## ФРАГМЕНТ ТЕКСТА

Я понимаю, что звонящий человек испытывает надежду, волнение и тревогу, и, делясь своей ситуацией, надеется удостовериться, понимает ли психолог, в чем дело, и готов ли взяться за такой случай. Поэтому если психолог выразил свое понимание и предложил продолжить обсуждение на очной встрече, готовый к работе клиент, скорее всего, приостановит свое повествование и сможет перейти к деловой части разговора.
Клиент, игнорирующий слова психотерапевта, скорее всего, звонит не для будущей совместной работы. Такому человеку нужна либо «халявная» помощь по телефону (с тенденцией «выжать до последней капельки» все что только можно из этого разговора, выторговать себе «кучку советов»), либо ему очень одиноко, он крайне нестабилен психически или просто хочет излить свои страдания, освободиться от накопленных тяжелых чувств, и потому использует психолога в качестве «сливного ведра». Ни о какой совместной работе тут речь, скорее всего, не пойдет;

— требование оказать первую помощь по телефону.
Я не отрицаю важности и в некоторых случаях крайней необходимости телефонной психологической помощи, однако сама работаю в этом формате крайне редко. И если звонящий настойчиво просит продолжить консультирование только по телефону, не приводя для этой просьбы серьезных и внятных аргументов (как то, например, обездвиженность), я наверняка откажу;

— преувеличенно агрессивная форма ведения разговора.
Порой бывает, что впервые звонящий психологу  человек столь напуган, что бессознательно начинает пытаться взять ситуацию диалога под свой контроль и в качестве защиты несколько утрированно «проверяет» психолога, задавая какие-то вопросы или выдавая свои искаженные фантазии (чаще всего негативные) о его личности. Это не показатель того, чтобы объявлять психотерапию с таким клиентом  бессмысленной. Часто первичная негативная реакция быстро проходит, и даже в ходе первого разговора вслед за снижением беспокойства снижается и тенденция такого клиента «атаковать» психолога.
Но, хоть и редко, все же звонят люди, начинающие прямо «с порога» нападать и воевать, выражая свое недовольство в довольно грубой форме. Это проявляется по-разному:  от фраз типа «Да ты вообще хоть имеешь понятие, что такое депрессия?! Сама-то никогда ею не страдала, небось!» и вплоть до откровенной матерной брани. Для меня это печальный симптом слабой вменяемости звонящего, тут я могу опять же предположить наличие психотического состояния, а с клиентами, обратившимися за помощью в состоянии психоза, я не работаю.

## ЗАДАНИЕ 1
В отрывке о звонках психологу замените «крайне редко» на «лишь изредка» и приведите фрагмент от «Я не отрицаю» до «форма ведения разговора.».
## ЗАДАНИЕ 2
Перечислите все слова и выражения, взятые в кавычки-«елочки» в абзаце отрывка о звонках психологу, который начинается словами «Клиент, игнорирующий слова психотерапевта».
## ЗАДАНИЕ 3
Продолжите текст о первом звонке клиента психологу с того места, где он заканчивается.

## ИСХОДНЫЕ ДАННЫЕ
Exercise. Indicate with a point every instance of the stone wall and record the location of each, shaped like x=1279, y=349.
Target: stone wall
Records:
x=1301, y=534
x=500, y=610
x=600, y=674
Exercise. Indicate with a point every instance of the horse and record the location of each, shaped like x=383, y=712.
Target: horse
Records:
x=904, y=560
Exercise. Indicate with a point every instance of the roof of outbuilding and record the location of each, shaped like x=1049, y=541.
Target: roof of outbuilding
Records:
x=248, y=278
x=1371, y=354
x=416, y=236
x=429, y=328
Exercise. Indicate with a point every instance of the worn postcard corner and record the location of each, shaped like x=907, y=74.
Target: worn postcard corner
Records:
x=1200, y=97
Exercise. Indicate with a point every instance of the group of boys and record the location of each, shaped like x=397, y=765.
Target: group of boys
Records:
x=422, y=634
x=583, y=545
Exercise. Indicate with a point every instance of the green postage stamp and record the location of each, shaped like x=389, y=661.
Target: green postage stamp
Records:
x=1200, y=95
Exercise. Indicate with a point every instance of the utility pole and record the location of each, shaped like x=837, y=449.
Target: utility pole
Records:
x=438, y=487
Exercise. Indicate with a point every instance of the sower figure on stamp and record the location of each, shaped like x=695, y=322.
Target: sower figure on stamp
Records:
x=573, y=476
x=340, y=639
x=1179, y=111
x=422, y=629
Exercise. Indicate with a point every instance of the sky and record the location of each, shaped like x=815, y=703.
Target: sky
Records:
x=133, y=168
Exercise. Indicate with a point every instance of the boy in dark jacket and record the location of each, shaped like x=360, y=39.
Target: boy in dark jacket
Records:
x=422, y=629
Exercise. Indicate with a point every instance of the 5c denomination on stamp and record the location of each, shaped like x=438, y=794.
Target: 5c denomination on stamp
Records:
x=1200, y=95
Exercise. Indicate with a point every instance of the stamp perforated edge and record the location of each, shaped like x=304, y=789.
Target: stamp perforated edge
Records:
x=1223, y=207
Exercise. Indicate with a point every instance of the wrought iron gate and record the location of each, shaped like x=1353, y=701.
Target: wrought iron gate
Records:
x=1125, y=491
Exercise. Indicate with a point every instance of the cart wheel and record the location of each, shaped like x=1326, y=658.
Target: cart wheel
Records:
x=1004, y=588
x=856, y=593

## ОТВЕТ 1
Я не отрицаю важности и в некоторых случаях крайней необходимости телефонной психологической помощи, однако сама работаю в этом формате лишь изредка. И если звонящий настойчиво просит продолжить консультирование только по телефону, не приводя для этой просьбы серьезных и внятных аргументов (как то, например, обездвиженность), я наверняка откажу;

— преувеличенно агрессивная форма ведения разговора.

## ОТВЕТ 2
«халявная», «выжать до последней капельки», «кучку советов», «сливного ведра»

## ОТВЕТ 3
Теперь расскажу о тревожных симптомах, которые терапевт может выявить по время первых встреч с клиентом, и по которым сможет сделать вывод о непсихотерапевтичности пришедшего в его офис клиента.

Во время консультаций:

— клиент срывает или переносит одну или несколько из десяти первых встреч.
Я не буду продолжать работу с клиентом, прогулявшим назначенную встречу (не предупредив заранее, что не придет). Такое поведение говорит о неуважении к специалисту и его времени (что, впрочем, также говорит и об отсутствии самоуважения). Такие отыгрывания скорее всего будут повторяться и в дальнейшем. Частые переносы в начале работы говорят о незрелом пока желании клиента серьезно подойти к вопросу помощи себе. И речь здесь не идет о хотя бы небольшом сотрудничестве. Скорее можно говорить об ожидании чудес от психолога, который все сделает сам, пока клиент будет либо наблюдать со стороны, либо еще круче – объединяться со своей проблемой и выступать против психолога, оказывая всевозможное противодействие терапии (коим является отсутствие на сессии в том числе);

— несколько опозданий подряд.
Это может говорить о слишком высоком сопротивлении терапии, зашкаливающей тревоге или подавленной, пассивной агрессии. Тут психологу важно очень хорошо подумать и оценить, с чем он может сталкиваться в работе с данным клиентом, если данные симптомы возникают в самом начале работы, пока еще нет никакого рабочего альянса;

— решение клиента отложить терапию в связи с некими внешними не катастрофическими причинами: гастроли, оформление ребенка в сад, переезд, обмен квартир, смена работы, др.
Я уверена, что кому надо – найдет возможность продолжать работу. Кому не надо – найдет причины, почему продолжать невозможно. Иногда клиент, например, хочет продолжать терапию, но уже с другим психологом, однако не решается (боится, стыдится, чувствует вину) озвучить свое решение прямо, поэтому делает это косвенно или обманным путем;

— возраст клиента до 20 лет.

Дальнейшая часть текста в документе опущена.